### PASSAGE
###

CAPP 30271 — Lecture 20

Diagonalization

Eigenvectors present us with another opportunity to decompose a matrix. Suppose first that we happen to have an $n \times n$ matrix $A$ with $n$ independent eigenvectors (not obvious that we can always do this!). We use our usual trick for working with several vectors: make them the columns of a matrix. What do we gain from this?

First, remember that if we have an eigenvector $\mathbf x$, we have that $A \mathbf x = \lambda \mathbf x$. Now, suppose we take each eigenvector $\mathbf x_1, \dots, \mathbf x_n$ and put them in a matrix $X$. What is the matrix product $AX$? If we apply the usual column-centric view of matrix multiplication, we have \[AX= A \begin{bmatrix} \quad \\ \mathbf x_1 & \cdots & \mathbf x_n \\ \quad \end{bmatrix} = \begin{bmatrix} \quad \\ \lambda_1 \mathbf x_1 & \cdots & \lambda_n \mathbf x_n \\ \quad \end{bmatrix}.\] To see why this is the case, recall that the $i$th column of $X$ determines the $i$th column of the product $AX$ and it is equal to $A$ multiplied by that column. In this case, the $i$th column of $X$ is $\mathbf x_i$, so $A \mathbf x_i = \lambda_i \mathbf x_i$.

To get the decomposition we're looking for, we now decompose the right hand side. We have \[\begin{bmatrix} \quad \\ \lambda_1 \mathbf x_1 & \cdots & \lambda_n \mathbf x_n \\ \quad \end{bmatrix} = \begin{bmatrix} \quad \\ \mathbf x_1 & \cdots & \mathbf x_n \\ \quad \end{bmatrix} \begin{bmatrix} \lambda_1 & & \\ & \ddots & \\ & & \lambda_n \end{bmatrix} = X \Lambda.\] This is fairly straightforward: our product is simply the rhs of the eigenvector equation, so we split up the eigenvectors and eigenvalues. We denote the eigenvalue matrix by $\Lambda$, which is the uppercase version of $\lambda$. This gives us the following theorem.

###

### GIVEN ENTRIES
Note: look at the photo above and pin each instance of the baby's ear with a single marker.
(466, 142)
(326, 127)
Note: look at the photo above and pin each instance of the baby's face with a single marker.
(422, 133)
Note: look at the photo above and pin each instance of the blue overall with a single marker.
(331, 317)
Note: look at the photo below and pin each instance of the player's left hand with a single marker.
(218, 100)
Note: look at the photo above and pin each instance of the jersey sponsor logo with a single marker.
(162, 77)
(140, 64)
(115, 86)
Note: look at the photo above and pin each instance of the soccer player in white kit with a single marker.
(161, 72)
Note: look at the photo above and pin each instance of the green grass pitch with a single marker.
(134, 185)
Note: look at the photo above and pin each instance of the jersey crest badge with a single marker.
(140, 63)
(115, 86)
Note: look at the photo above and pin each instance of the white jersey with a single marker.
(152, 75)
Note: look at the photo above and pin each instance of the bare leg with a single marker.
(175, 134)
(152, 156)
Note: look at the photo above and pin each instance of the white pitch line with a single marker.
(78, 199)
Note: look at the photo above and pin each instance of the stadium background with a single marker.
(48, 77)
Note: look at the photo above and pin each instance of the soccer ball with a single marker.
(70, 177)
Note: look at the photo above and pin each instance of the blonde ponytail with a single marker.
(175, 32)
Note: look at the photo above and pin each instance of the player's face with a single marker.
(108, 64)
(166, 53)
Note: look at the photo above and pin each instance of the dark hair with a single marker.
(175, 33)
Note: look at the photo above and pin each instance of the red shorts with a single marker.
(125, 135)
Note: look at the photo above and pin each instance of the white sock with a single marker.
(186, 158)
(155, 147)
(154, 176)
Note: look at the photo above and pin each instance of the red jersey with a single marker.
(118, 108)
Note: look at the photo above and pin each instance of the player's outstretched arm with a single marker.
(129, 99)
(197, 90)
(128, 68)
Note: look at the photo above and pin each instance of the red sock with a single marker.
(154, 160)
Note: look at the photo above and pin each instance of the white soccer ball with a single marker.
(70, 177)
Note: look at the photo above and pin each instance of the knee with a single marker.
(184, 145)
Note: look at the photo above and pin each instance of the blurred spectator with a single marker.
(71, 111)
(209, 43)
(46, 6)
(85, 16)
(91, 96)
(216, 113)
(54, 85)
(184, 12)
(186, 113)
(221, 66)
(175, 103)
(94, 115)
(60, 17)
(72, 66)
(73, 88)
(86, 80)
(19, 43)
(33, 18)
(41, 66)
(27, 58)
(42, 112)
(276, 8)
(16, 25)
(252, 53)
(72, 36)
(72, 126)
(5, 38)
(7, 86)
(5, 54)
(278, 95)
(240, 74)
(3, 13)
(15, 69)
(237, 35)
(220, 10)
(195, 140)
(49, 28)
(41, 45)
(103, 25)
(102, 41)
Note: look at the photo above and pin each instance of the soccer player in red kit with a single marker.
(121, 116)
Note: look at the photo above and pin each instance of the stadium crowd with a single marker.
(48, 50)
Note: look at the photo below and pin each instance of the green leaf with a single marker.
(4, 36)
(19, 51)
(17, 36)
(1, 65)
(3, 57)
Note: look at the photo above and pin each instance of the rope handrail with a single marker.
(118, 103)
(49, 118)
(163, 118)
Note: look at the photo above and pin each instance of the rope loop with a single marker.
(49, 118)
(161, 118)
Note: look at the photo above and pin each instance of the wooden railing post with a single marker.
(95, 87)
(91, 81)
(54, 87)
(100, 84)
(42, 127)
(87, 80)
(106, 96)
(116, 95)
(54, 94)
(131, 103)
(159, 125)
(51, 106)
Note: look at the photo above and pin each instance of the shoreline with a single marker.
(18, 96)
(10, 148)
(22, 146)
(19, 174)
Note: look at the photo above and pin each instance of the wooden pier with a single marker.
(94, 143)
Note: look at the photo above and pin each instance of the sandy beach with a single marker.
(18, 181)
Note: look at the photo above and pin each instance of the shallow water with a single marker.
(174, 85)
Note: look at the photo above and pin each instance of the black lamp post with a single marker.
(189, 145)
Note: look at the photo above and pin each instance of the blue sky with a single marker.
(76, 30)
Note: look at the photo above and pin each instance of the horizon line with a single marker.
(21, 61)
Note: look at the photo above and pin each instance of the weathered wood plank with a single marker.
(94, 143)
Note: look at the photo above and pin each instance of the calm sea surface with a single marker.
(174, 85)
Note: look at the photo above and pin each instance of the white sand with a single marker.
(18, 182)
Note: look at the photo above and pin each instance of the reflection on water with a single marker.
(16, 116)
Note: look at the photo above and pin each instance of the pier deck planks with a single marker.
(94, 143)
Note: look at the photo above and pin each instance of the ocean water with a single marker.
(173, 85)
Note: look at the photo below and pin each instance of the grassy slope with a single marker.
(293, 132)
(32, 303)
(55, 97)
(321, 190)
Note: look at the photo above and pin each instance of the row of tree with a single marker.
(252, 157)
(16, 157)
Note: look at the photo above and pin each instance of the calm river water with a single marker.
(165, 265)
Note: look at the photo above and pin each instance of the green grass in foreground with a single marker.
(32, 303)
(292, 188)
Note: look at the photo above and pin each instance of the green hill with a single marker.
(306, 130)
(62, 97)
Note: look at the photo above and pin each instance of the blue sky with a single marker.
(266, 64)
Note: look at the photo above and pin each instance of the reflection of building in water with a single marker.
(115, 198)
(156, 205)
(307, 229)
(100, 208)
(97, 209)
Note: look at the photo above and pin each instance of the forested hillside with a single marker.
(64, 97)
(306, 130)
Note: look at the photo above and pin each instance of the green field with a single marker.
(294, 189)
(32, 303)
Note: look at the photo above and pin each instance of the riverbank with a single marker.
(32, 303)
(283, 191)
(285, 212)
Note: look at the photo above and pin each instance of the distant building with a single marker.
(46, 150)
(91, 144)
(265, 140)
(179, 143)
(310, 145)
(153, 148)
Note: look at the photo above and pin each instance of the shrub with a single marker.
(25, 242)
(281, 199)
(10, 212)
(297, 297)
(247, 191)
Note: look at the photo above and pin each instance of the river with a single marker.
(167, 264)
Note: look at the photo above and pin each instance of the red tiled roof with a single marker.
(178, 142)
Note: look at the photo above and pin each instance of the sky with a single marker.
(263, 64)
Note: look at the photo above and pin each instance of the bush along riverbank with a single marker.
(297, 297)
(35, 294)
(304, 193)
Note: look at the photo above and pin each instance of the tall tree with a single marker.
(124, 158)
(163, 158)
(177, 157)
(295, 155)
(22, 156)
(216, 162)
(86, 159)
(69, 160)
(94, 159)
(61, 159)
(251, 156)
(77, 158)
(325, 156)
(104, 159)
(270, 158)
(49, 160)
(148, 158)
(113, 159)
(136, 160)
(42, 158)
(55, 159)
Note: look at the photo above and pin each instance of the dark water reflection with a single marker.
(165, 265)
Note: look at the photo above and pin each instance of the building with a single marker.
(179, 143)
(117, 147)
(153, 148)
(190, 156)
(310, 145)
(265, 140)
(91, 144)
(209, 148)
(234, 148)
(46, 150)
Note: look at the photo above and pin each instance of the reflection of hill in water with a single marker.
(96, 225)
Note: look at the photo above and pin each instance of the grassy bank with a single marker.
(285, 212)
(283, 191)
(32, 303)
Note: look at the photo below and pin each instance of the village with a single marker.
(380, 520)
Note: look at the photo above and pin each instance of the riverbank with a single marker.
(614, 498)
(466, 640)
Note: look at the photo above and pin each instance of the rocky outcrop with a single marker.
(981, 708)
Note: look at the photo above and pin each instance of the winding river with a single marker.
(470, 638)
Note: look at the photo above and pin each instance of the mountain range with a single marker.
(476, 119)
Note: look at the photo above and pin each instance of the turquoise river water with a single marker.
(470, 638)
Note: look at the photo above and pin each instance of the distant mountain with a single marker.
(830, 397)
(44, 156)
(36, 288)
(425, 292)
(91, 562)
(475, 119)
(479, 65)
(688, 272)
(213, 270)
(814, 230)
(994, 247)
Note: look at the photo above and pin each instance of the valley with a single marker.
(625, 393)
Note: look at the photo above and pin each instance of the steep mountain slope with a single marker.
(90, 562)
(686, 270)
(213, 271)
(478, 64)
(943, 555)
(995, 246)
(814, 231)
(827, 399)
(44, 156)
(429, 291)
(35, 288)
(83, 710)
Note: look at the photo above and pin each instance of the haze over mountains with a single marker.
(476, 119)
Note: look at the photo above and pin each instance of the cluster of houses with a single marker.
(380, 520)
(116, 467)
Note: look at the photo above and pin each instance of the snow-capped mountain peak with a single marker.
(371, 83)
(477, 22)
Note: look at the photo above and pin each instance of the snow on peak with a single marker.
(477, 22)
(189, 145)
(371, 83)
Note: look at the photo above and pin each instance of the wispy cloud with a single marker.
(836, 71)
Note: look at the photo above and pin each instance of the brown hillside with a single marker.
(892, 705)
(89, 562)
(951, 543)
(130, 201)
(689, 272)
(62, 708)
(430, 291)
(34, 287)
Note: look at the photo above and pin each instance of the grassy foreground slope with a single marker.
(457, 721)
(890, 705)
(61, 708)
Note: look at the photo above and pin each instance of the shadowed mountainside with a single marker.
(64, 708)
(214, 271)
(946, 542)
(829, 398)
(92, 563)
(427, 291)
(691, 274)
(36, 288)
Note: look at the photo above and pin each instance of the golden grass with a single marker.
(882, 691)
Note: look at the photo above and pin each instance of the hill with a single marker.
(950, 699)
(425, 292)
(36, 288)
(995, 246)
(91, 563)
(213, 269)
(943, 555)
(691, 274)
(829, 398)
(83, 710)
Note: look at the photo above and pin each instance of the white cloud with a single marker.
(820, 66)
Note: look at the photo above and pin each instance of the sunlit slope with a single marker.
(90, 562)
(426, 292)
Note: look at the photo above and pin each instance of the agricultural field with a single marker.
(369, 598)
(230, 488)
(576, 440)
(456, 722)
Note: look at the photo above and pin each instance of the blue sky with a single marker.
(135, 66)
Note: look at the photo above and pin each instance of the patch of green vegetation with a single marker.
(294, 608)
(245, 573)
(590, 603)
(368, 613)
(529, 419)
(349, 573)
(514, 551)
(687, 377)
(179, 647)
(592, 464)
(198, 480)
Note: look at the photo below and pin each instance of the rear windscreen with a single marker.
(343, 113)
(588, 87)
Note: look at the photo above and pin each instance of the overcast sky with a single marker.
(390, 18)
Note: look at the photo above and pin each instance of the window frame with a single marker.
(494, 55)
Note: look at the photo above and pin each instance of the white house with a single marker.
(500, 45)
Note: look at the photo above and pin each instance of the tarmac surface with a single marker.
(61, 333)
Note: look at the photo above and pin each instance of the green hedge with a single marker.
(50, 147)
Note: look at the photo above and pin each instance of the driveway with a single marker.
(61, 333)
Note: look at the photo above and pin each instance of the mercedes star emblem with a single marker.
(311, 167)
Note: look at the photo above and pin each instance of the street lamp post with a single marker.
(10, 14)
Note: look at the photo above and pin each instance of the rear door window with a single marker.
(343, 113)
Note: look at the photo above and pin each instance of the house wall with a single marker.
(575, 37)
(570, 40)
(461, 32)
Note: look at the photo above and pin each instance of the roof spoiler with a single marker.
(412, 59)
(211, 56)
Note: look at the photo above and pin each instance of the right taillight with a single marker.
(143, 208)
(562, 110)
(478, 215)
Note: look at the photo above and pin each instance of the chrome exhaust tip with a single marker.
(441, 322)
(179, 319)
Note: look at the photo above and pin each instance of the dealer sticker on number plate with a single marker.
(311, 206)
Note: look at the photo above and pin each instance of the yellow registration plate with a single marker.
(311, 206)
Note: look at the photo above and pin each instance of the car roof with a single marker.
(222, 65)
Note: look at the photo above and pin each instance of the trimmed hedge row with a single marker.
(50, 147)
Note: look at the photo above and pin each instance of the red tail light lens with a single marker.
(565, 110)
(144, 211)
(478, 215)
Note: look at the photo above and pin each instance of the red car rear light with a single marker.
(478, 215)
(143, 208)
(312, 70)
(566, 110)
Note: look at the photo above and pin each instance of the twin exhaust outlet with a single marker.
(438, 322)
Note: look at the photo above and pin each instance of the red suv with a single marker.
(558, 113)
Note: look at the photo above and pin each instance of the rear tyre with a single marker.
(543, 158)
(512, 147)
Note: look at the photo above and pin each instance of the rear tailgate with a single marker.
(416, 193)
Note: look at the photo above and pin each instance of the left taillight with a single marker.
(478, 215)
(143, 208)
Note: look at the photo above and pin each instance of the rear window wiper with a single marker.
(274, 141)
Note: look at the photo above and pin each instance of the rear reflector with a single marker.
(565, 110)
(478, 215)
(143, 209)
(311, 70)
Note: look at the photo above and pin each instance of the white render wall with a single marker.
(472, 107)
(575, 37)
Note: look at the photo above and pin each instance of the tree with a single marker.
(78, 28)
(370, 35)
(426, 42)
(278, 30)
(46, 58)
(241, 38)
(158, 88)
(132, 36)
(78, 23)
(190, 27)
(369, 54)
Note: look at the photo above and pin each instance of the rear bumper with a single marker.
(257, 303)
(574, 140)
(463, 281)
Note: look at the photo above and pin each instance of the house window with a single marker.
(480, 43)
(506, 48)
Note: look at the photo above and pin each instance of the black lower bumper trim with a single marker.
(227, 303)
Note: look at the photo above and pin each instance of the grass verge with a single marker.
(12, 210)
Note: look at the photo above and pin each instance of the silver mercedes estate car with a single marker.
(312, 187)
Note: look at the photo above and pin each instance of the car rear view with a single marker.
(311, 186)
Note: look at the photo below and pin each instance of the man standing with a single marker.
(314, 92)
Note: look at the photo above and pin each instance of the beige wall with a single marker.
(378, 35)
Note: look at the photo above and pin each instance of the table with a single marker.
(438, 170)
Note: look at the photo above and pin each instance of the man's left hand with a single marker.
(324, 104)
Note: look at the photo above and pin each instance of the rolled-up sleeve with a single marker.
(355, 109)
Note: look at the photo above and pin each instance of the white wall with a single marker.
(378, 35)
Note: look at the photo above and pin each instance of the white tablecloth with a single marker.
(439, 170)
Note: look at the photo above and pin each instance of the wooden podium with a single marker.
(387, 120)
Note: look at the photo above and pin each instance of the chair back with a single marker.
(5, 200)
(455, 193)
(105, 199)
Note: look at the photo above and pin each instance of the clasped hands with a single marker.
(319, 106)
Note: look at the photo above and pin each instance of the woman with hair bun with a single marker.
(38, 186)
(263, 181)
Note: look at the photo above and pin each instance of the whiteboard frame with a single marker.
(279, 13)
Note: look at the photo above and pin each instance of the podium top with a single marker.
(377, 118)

###

### TO-DO LIST
**a)** In the diagonalization lecture, why is the i-th column of the product AX equal to λᵢxᵢ?
**b)** What symbol does the diagonalization lecture use for the eigenvalue matrix?

### SOLUTIONS TO THE PROBLEMS
**a)** The i-th column of the product AX is A multiplied by the i-th column of X, and that column is the eigenvector xᵢ. Because xᵢ is an eigenvector, Axᵢ = λᵢxᵢ.

**b)** It uses Λ, the uppercase version of λ.